**WHAT THE TASK ASKS:**
Lay out the part of the records below that opens with the line containing "locate wildflower -- one point per instance" and closes at the end of the records as a Markdown table with the columns Row and Entry, numbering each line in Row and placing its text in Entry. Omit blank lines and pictures.

-- Start of EXTRACTED MATERIAL --

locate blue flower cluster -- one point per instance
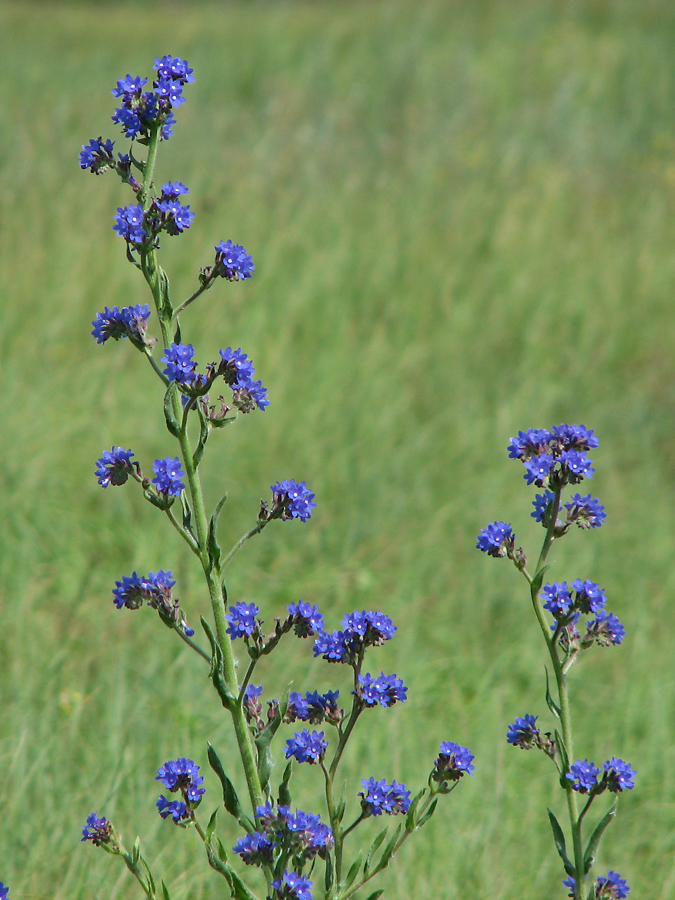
(554, 458)
(379, 797)
(609, 887)
(115, 466)
(97, 830)
(282, 835)
(130, 321)
(180, 776)
(453, 762)
(306, 746)
(313, 707)
(358, 630)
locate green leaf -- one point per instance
(373, 847)
(212, 544)
(550, 702)
(353, 871)
(589, 855)
(204, 430)
(285, 798)
(424, 818)
(172, 422)
(211, 827)
(561, 847)
(230, 798)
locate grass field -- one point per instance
(462, 216)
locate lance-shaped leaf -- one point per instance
(550, 702)
(172, 423)
(561, 847)
(212, 545)
(230, 798)
(204, 430)
(373, 848)
(594, 841)
(284, 797)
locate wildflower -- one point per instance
(242, 620)
(292, 887)
(384, 690)
(496, 540)
(168, 474)
(232, 261)
(583, 775)
(379, 797)
(306, 746)
(453, 762)
(523, 733)
(115, 466)
(619, 775)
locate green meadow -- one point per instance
(462, 216)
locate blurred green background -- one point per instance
(462, 219)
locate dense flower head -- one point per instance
(583, 775)
(604, 630)
(174, 808)
(292, 500)
(115, 466)
(524, 733)
(168, 474)
(97, 830)
(307, 620)
(554, 458)
(242, 621)
(586, 511)
(619, 776)
(182, 775)
(130, 321)
(379, 797)
(496, 539)
(292, 887)
(180, 364)
(129, 222)
(97, 155)
(233, 262)
(384, 690)
(453, 762)
(557, 599)
(306, 746)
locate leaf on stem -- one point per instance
(561, 847)
(594, 841)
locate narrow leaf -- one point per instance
(591, 849)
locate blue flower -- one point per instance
(307, 620)
(97, 830)
(292, 887)
(182, 775)
(242, 620)
(168, 474)
(557, 599)
(115, 466)
(174, 808)
(384, 690)
(180, 365)
(524, 733)
(379, 797)
(453, 762)
(586, 511)
(306, 746)
(292, 500)
(583, 775)
(496, 540)
(619, 775)
(129, 221)
(232, 261)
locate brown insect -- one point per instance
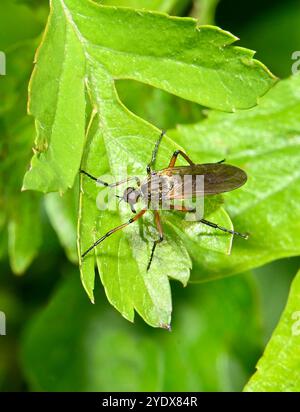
(166, 185)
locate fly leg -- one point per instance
(208, 223)
(161, 237)
(128, 179)
(176, 154)
(112, 231)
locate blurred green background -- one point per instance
(56, 339)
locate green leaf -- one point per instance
(63, 212)
(127, 284)
(279, 368)
(156, 5)
(264, 141)
(207, 350)
(21, 211)
(174, 54)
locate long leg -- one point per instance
(176, 154)
(161, 237)
(112, 231)
(128, 179)
(208, 223)
(154, 153)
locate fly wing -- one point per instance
(217, 178)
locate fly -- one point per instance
(166, 186)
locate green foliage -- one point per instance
(279, 368)
(91, 348)
(147, 47)
(90, 49)
(264, 141)
(100, 94)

-- End of EXTRACTED MATERIAL --

**COMPLETE RESPONSE:**
| Row | Entry |
|---|---|
| 1 | locate wildflower -- one point per instance |
| 2 | (242, 620) |
| 3 | (292, 887) |
| 4 | (384, 690) |
| 5 | (496, 540) |
| 6 | (168, 474) |
| 7 | (232, 261) |
| 8 | (583, 775) |
| 9 | (379, 797) |
| 10 | (306, 746) |
| 11 | (453, 762) |
| 12 | (523, 733) |
| 13 | (115, 466) |
| 14 | (619, 775) |
| 15 | locate green meadow -- one point per instance |
| 16 | (462, 216) |
| 17 | locate blurred green background -- one point per instance |
| 18 | (462, 219) |
| 19 | locate dense flower head -- one point per instance |
| 20 | (583, 775) |
| 21 | (604, 630) |
| 22 | (174, 808) |
| 23 | (292, 500) |
| 24 | (115, 466) |
| 25 | (524, 733) |
| 26 | (168, 474) |
| 27 | (97, 830) |
| 28 | (307, 620) |
| 29 | (554, 458) |
| 30 | (242, 621) |
| 31 | (586, 511) |
| 32 | (619, 776) |
| 33 | (182, 775) |
| 34 | (130, 321) |
| 35 | (379, 797) |
| 36 | (496, 539) |
| 37 | (292, 887) |
| 38 | (180, 364) |
| 39 | (129, 222) |
| 40 | (97, 155) |
| 41 | (233, 262) |
| 42 | (384, 690) |
| 43 | (453, 762) |
| 44 | (557, 599) |
| 45 | (306, 746) |
| 46 | locate leaf on stem -- one point per instance |
| 47 | (561, 847) |
| 48 | (594, 841) |
| 49 | locate narrow leaf -- one point per instance |
| 50 | (591, 849) |
| 51 | locate blue flower -- one point per instance |
| 52 | (307, 620) |
| 53 | (97, 830) |
| 54 | (292, 887) |
| 55 | (182, 775) |
| 56 | (242, 620) |
| 57 | (168, 474) |
| 58 | (557, 599) |
| 59 | (115, 466) |
| 60 | (174, 808) |
| 61 | (384, 690) |
| 62 | (180, 365) |
| 63 | (524, 733) |
| 64 | (379, 797) |
| 65 | (453, 762) |
| 66 | (586, 511) |
| 67 | (306, 746) |
| 68 | (292, 500) |
| 69 | (583, 775) |
| 70 | (496, 540) |
| 71 | (619, 775) |
| 72 | (129, 221) |
| 73 | (232, 261) |
| 74 | locate brown insect -- one point per instance |
| 75 | (166, 185) |
| 76 | locate fly leg -- one point per instance |
| 77 | (208, 223) |
| 78 | (161, 237) |
| 79 | (128, 179) |
| 80 | (176, 154) |
| 81 | (112, 231) |
| 82 | locate blurred green background -- one point per instance |
| 83 | (56, 339) |
| 84 | locate green leaf -- one point per instance |
| 85 | (63, 212) |
| 86 | (127, 284) |
| 87 | (279, 368) |
| 88 | (156, 5) |
| 89 | (264, 141) |
| 90 | (207, 350) |
| 91 | (21, 211) |
| 92 | (174, 54) |
| 93 | locate long leg -- one point per instance |
| 94 | (176, 154) |
| 95 | (161, 237) |
| 96 | (112, 231) |
| 97 | (128, 179) |
| 98 | (208, 223) |
| 99 | (154, 153) |
| 100 | locate fly wing -- one point per instance |
| 101 | (217, 178) |
| 102 | locate fly -- one point per instance |
| 103 | (166, 186) |
| 104 | locate green foliage -- one point per instance |
| 105 | (279, 368) |
| 106 | (91, 348) |
| 107 | (147, 47) |
| 108 | (90, 49) |
| 109 | (264, 141) |
| 110 | (100, 94) |